ЗАДАНИЕ 1 =
Оформите записи от строки, содержащей "Target: wave", до конца записей включительно как JSON-список строк: по одному элементу на строку, пустые строки опустите.

ФРАГМЕНТ ТЕКСТА =
#####

"Николай Черкашин. Я - подводная лодка!" - читать интересную книгу автора

медленные такты.
Когда стих плач кораблей, рванула воздух команда:
- На пле-чо! Напра-во!
"Не бил барабан перед смутным полком..." Бил! Еще как бил перед сводным
полком Северного флота. Чеканным парадным шагом маршировал полк перед своим
главкомом, мимо вдов и сирот, мимо седоволосых монахов Трифон Печенгского
монастыря, мимо причального фронта, мимо памятной доски, заваленной венками,
сквозь которые пробивались отчаянные строки:

Сколько муки и веры,
Сколько правды и лжи
Утонули в глубинах
Каждой русской души...

В этом же ритме ходили в отмашке золотые шевроны на рукавах плавсостава
и белые перчатки морской пехоты, клинки знаменных ассистентов и ладони
капельмейстера. Шли под "Прощайте, скалистые горы...", под "Море и стонет и
плачет...", отбивая общий шаг мерно, слитно, клятвенно... Пять
мичманов-барабанщиков яростно и глухо выгрохатывали старинный воинский бой,
задавая тон общему биению сердец.

#####

ЗАПИСИ =
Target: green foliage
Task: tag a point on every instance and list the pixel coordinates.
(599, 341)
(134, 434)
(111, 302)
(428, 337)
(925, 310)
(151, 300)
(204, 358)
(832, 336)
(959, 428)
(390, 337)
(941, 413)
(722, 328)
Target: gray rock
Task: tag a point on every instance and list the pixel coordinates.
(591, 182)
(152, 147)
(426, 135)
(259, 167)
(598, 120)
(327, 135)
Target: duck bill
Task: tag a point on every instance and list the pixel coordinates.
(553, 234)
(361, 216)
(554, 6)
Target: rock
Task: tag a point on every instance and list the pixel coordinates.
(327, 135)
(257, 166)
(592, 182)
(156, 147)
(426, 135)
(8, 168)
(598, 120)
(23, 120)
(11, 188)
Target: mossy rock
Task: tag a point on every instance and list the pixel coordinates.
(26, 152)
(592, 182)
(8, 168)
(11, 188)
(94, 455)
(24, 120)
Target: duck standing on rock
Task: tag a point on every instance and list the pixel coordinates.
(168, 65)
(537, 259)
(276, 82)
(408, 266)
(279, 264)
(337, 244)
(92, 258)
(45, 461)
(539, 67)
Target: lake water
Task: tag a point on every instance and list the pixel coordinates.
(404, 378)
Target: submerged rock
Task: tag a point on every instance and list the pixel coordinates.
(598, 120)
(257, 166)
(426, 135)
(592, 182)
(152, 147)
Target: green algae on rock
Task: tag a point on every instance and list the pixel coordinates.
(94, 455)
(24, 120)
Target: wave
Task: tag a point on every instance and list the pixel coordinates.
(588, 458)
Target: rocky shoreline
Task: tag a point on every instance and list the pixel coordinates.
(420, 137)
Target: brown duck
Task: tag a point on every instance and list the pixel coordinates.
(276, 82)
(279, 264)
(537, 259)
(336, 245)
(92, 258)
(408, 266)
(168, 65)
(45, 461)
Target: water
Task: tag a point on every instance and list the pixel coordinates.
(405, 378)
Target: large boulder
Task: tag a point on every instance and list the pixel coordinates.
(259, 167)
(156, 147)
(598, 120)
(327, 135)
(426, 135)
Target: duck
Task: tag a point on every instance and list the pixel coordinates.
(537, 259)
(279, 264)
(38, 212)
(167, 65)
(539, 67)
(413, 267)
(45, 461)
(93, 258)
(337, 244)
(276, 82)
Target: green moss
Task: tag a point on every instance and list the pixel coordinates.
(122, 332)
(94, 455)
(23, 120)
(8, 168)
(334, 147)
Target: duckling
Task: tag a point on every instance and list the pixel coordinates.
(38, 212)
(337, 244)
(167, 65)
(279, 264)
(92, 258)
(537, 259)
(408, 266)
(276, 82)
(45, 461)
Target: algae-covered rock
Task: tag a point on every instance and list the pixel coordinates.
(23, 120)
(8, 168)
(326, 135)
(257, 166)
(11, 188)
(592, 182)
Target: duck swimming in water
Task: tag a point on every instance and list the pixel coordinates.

#####

ЗАДАНИЕ 2 =
Ответьте по фрагменту текста:
(a) Какую команду подали, когда стих плач кораблей?
(b) Перед кем маршировал полк чеканным парадным шагом?
(c) Сколько мичманов-барабанщиков выгрохатывали старинный воинский бой?

РЕШЕНИЕ 1 =
[
  "Target: wave",
  "Task: tag a point on every instance and list the pixel coordinates.",
  "(588, 458)",
  "Target: rocky shoreline",
  "Task: tag a point on every instance and list the pixel coordinates.",
  "(420, 137)",
  "Target: brown duck",
  "Task: tag a point on every instance and list the pixel coordinates.",
  "(276, 82)",
  "(279, 264)",
  "(537, 259)",
  "(336, 245)",
  "(92, 258)",
  "(408, 266)",
  "(168, 65)",
  "(45, 461)",
  "Target: water",
  "Task: tag a point on every instance and list the pixel coordinates.",
  "(405, 378)",
  "Target: large boulder",
  "Task: tag a point on every instance and list the pixel coordinates.",
  "(259, 167)",
  "(156, 147)",
  "(598, 120)",
  "(327, 135)",
  "(426, 135)",
  "Target: duck",
  "Task: tag a point on every instance and list the pixel coordinates.",
  "(537, 259)",
  "(279, 264)",
  "(38, 212)",
  "(167, 65)",
  "(539, 67)",
  "(413, 267)",
  "(45, 461)",
  "(93, 258)",
  "(337, 244)",
  "(276, 82)",
  "Target: green moss",
  "Task: tag a point on every instance and list the pixel coordinates.",
  "(122, 332)",
  "(94, 455)",
  "(23, 120)",
  "(8, 168)",
  "(334, 147)",
  "Target: duckling",
  "Task: tag a point on every instance and list the pixel coordinates.",
  "(38, 212)",
  "(337, 244)",
  "(167, 65)",
  "(279, 264)",
  "(92, 258)",
  "(537, 259)",
  "(408, 266)",
  "(276, 82)",
  "(45, 461)",
  "Target: algae-covered rock",
  "Task: tag a point on every instance and list the pixel coordinates.",
  "(23, 120)",
  "(8, 168)",
  "(326, 135)",
  "(257, 166)",
  "(11, 188)",
  "(592, 182)",
  "Target: duck swimming in water",
  "Task: tag a point on every instance and list the pixel coordinates."
]

РЕШЕНИЕ 2 =
(a) «На пле-чо! Напра-во!»
(b) Перед своим главкомом.
(c) Пять.